## Problem to work on
Render every line of the rows below as a Markdown table with two columns, Number and Text, skipping any blank lines.

## Records to use
┌────────

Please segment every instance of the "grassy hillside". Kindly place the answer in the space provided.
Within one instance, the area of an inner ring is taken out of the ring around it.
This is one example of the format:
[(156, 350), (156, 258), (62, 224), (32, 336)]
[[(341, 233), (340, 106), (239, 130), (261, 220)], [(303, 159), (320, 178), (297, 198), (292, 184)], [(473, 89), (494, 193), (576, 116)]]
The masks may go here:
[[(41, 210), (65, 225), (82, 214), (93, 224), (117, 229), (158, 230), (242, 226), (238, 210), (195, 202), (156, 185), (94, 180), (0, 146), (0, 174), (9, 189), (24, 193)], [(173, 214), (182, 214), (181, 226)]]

└────────

## Written response
| Number | Text |
|---|---|
| 1 | Please segment every instance of the "grassy hillside". Kindly place the answer in the space provided. |
| 2 | Within one instance, the area of an inner ring is taken out of the ring around it. |
| 3 | This is one example of the format: |
| 4 | [(156, 350), (156, 258), (62, 224), (32, 336)] |
| 5 | [[(341, 233), (340, 106), (239, 130), (261, 220)], [(303, 159), (320, 178), (297, 198), (292, 184)], [(473, 89), (494, 193), (576, 116)]] |
| 6 | The masks may go here: |
| 7 | [[(41, 210), (65, 225), (82, 214), (93, 224), (117, 229), (158, 230), (242, 226), (238, 210), (195, 202), (156, 185), (94, 180), (0, 146), (0, 174), (9, 189), (24, 193)], [(173, 214), (182, 214), (181, 226)]] |